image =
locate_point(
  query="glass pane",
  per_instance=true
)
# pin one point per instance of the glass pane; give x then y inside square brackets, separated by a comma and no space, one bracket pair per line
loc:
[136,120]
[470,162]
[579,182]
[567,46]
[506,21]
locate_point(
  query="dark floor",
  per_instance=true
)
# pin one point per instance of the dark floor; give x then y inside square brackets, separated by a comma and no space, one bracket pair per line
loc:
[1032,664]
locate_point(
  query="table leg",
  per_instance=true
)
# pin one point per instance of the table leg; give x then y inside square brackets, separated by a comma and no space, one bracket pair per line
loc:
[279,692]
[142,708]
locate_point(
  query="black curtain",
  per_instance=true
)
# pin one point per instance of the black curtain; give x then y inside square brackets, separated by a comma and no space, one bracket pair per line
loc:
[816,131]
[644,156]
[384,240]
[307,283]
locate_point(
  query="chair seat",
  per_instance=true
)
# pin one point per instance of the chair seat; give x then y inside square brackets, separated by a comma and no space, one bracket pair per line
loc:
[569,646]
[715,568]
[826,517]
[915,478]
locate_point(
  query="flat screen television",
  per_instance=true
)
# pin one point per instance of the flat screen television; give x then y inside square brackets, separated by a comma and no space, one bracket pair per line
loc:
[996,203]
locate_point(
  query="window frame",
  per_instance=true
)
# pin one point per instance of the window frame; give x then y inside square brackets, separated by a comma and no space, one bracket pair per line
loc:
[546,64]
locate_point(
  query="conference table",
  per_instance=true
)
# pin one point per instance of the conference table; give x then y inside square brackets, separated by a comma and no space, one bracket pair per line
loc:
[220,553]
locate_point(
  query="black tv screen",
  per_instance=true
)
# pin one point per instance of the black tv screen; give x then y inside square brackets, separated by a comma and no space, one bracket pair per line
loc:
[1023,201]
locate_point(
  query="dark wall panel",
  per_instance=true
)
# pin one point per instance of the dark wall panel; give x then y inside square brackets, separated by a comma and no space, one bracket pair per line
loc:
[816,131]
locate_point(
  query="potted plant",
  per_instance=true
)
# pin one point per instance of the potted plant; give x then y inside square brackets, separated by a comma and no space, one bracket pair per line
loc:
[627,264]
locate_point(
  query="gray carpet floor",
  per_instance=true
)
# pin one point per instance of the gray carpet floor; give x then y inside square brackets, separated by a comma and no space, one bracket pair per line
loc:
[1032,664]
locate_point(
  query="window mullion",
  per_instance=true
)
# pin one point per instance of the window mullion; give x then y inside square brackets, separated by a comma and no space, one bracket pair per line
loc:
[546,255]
^^^^^^^^^^^^^^^^
Write the complete data out, exactly as above.

image =
locate_point(
  query="glass pane",
  per_instance=true
)
# pin one point per instance of the glass pane; give x then y inside square brackets, separated by a comma and no space, one bracket pair per line
loc:
[136,120]
[470,162]
[579,182]
[567,46]
[506,21]
locate_point(
  query="dark floor",
  per_instance=true
)
# pin one point per instance of the dark floor; give x then y inside square brackets, separated by a comma and no space, one bracket pair per line
loc:
[1032,664]
locate_point(
  query="table leg",
  per_instance=true
)
# pin one point per instance of the table leg; give x then y inside square brackets, separated by a comma and no space, one bracket pair per line
loc:
[279,692]
[142,708]
locate_point(
  query="black curtain",
  per_instance=true
)
# pin one point per instance of the black curtain; give x then y inside square brackets, separated by a comma and no space, one bracket pair per line
loc:
[816,131]
[644,156]
[384,240]
[307,283]
locate_point(
  query="chair seat",
  per_instance=true
)
# pin one point per instance of the chair seat; give x then y inside square brackets, separated by a comma and no space, one bracket pair per line
loc:
[569,646]
[715,568]
[826,517]
[915,478]
locate_point(
  query="flat screen television",
  per_instance=true
)
# pin one point per instance of the flat screen television; give x then y inside square brackets, separated by a comma and no space, one bracket pair per line
loc:
[996,203]
locate_point(
  query="window frame",
  per_instance=true
)
# pin one point per instance of the window frame; give x then y inside square brackets, separated by a comma and no space, one bracket pair per line
loc:
[546,64]
locate_point(
  query="conference table",
  per_instance=true
)
# pin one point per instance of the conference table; give x then y inside square brackets, separated by a comma and no space, one bracket pair per line
loc:
[220,553]
locate_point(
  query="black tv screen",
  per_instance=true
)
# pin one point per instance of the black tv screen; give x then y inside square brackets, separated by a comma and no space, one bracket pair per line
loc:
[1023,201]
locate_point(
  query="dark wall panel",
  per_instance=true
)
# pin one point per instance of the dark wall panel; give x then y inside square brackets, separated by a comma and no space, one bracket pair per line
loc:
[816,131]
locate_point(
  query="potted plant",
  per_instance=true
)
# pin one point per instance of the potted plant; give x then y inside square brackets, separated by a comma and no space, one bracket pair per line
loc:
[627,264]
locate_point(
  query="gray carpet floor",
  per_instance=true
)
# pin one point per instance of the gray carpet floor; give x then y inside square brackets, separated by a comma and no space, one bracket pair per line
loc:
[1032,664]
locate_point(
  query="window mullion",
  per_instance=true
)
# pin one point per instance of the window mullion; give x then y inside square brackets, separated by a comma and no space, one bracket pair per line
loc:
[546,255]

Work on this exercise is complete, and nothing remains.